[Part of a data file]
┌──

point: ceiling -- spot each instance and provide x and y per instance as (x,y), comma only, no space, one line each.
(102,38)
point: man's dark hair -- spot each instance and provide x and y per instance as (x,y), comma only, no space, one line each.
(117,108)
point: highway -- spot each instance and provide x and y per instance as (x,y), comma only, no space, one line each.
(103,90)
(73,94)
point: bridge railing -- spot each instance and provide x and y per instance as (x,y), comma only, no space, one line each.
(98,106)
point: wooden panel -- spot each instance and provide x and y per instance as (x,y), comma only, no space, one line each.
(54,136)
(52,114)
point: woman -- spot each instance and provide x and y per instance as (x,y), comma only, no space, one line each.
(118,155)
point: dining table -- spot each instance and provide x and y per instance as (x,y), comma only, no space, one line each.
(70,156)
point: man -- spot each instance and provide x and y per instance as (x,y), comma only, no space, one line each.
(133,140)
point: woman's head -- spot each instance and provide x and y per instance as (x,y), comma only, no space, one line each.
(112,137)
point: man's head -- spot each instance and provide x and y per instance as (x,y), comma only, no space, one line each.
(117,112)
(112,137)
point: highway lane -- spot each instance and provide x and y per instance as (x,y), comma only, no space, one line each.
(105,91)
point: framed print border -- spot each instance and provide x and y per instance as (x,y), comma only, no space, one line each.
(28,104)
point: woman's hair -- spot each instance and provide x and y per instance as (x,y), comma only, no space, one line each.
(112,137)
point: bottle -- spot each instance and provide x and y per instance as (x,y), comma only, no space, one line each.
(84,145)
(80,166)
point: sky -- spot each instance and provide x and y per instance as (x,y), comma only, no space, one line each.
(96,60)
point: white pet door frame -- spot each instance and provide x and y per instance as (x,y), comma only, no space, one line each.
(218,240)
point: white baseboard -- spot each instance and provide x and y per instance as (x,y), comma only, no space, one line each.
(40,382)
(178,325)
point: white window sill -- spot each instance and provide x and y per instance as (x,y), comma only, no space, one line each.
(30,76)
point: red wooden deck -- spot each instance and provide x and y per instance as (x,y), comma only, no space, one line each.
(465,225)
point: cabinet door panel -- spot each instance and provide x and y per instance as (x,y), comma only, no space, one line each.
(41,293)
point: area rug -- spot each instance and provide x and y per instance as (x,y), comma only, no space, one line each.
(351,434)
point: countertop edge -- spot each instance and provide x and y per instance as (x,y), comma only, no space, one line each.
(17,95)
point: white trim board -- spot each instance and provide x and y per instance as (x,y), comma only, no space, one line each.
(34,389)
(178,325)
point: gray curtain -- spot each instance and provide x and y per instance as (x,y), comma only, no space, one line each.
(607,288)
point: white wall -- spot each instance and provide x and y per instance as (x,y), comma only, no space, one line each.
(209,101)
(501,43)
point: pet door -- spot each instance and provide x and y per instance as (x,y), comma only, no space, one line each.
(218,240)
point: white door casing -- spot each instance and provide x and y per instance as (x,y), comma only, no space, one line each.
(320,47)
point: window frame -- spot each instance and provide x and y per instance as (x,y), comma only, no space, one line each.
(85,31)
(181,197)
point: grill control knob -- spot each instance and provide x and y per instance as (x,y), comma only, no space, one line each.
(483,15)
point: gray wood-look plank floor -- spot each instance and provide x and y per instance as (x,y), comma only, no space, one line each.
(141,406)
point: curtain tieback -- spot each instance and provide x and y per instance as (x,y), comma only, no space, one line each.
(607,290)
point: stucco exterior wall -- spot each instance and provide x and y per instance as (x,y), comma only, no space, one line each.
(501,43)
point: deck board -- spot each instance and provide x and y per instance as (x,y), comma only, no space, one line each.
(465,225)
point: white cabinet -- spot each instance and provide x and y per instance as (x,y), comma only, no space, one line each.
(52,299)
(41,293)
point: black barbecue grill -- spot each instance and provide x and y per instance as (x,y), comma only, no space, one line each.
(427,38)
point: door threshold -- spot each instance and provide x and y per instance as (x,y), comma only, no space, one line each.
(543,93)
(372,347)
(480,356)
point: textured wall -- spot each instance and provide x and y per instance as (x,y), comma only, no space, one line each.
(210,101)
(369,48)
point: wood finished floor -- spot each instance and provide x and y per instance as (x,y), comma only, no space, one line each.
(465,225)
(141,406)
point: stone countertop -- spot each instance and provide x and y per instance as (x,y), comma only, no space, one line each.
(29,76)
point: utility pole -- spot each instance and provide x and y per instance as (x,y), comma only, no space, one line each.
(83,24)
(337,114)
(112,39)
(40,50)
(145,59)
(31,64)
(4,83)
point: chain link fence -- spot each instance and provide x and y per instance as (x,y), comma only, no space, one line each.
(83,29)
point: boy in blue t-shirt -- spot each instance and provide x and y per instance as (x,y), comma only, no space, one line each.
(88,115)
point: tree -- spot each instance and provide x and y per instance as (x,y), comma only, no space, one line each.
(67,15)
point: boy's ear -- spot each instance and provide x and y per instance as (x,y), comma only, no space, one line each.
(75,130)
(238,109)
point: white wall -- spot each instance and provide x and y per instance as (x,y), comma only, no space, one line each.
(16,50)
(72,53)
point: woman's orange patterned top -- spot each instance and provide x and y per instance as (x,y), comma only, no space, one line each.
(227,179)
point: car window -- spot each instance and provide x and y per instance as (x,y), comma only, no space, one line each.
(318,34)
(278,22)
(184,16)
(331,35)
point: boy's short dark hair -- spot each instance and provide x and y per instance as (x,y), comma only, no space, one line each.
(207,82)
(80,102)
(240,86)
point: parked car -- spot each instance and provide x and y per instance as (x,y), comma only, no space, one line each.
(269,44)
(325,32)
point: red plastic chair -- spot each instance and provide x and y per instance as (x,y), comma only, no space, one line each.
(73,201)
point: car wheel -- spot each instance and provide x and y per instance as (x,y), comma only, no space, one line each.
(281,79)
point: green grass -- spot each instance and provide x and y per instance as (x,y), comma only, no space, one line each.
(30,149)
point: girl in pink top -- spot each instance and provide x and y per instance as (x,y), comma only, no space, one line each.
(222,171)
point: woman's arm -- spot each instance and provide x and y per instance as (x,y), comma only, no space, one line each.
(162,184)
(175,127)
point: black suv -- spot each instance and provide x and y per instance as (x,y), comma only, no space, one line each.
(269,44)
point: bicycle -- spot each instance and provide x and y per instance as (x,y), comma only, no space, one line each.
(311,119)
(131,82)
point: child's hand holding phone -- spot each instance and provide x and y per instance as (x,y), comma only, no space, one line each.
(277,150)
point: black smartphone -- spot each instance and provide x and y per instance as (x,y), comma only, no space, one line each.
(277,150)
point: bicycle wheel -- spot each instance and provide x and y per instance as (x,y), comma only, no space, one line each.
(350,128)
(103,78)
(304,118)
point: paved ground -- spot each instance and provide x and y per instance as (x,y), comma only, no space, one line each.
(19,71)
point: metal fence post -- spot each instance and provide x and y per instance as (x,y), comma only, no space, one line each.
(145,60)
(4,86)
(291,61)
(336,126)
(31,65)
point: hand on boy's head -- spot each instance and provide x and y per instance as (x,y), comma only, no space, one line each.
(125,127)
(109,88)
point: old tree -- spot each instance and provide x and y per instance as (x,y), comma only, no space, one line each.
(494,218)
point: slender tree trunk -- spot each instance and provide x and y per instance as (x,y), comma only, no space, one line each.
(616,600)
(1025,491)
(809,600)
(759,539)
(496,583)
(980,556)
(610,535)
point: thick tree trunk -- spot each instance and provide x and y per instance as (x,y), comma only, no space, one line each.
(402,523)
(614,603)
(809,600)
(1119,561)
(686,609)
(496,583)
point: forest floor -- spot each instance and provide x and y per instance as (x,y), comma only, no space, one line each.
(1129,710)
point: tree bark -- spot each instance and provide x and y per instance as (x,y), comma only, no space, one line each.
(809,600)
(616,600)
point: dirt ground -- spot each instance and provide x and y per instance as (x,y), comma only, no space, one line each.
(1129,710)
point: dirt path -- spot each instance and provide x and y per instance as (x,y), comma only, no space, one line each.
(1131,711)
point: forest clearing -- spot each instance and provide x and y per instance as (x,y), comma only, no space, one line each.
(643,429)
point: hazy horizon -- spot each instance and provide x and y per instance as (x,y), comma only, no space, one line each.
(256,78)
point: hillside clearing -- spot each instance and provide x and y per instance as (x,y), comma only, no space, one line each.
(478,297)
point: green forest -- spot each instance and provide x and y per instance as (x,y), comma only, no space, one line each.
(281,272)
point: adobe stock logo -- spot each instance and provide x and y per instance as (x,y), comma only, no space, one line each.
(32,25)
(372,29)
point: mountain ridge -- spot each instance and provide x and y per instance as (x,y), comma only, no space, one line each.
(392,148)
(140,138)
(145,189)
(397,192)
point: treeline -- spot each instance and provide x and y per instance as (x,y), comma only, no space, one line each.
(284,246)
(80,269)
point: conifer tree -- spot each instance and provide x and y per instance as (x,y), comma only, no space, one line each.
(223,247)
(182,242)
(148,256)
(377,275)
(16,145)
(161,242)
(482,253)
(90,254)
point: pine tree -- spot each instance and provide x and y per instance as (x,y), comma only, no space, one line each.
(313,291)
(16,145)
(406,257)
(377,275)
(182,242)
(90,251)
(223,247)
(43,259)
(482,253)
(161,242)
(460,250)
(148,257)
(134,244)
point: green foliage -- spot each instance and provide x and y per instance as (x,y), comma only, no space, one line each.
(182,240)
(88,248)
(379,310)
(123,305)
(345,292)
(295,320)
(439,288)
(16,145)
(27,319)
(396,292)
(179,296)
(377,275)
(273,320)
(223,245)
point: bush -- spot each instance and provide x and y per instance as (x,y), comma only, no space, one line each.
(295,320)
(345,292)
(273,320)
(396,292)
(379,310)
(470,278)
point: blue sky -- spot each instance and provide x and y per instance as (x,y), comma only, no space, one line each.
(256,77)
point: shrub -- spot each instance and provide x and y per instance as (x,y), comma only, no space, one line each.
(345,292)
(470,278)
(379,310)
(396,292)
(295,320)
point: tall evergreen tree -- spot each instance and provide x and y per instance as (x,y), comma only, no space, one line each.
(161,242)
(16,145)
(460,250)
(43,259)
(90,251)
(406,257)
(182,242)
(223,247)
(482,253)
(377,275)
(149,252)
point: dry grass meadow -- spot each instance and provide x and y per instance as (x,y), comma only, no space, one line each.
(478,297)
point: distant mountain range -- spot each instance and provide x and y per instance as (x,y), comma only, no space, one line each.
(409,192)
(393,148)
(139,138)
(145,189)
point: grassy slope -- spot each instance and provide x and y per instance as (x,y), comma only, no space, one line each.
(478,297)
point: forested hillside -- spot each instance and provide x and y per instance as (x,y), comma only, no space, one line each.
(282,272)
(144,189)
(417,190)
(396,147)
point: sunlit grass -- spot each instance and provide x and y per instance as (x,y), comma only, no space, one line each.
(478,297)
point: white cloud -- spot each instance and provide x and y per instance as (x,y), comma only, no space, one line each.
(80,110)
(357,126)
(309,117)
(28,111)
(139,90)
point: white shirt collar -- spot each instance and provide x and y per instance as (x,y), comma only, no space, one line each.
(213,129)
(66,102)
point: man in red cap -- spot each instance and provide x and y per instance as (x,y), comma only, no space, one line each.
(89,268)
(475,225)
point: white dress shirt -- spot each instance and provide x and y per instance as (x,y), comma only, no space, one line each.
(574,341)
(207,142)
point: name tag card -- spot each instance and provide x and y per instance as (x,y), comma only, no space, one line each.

└──

## [Written request]
In the listing above, find the line with "point: sunlit grass" and set down that line and all after it exactly, through the final line.

## [Reply to the exercise]
point: sunlit grass -- spot each instance and provide x and y per instance as (x,y), comma only, no space, one line each.
(478,297)
point: white cloud -- spot each instance and provide x and y per instance as (x,y), comma only, no space, one line each.
(80,110)
(357,126)
(309,117)
(28,111)
(139,90)
point: white shirt collar -- spot each instance and provide x and y per instance as (x,y), comma only, no space, one line each.
(213,129)
(66,102)
point: man in red cap -- spot each instance and provide x and y per instance as (x,y), comma only, no space, one line each.
(89,268)
(475,225)
point: white dress shirt -- spot each instance and provide x and y per instance as (x,y), comma only, no space, one line each.
(574,341)
(207,142)
point: name tag card -- spot each instance and provide x and y per instance as (x,y), comma only, no space, one line each.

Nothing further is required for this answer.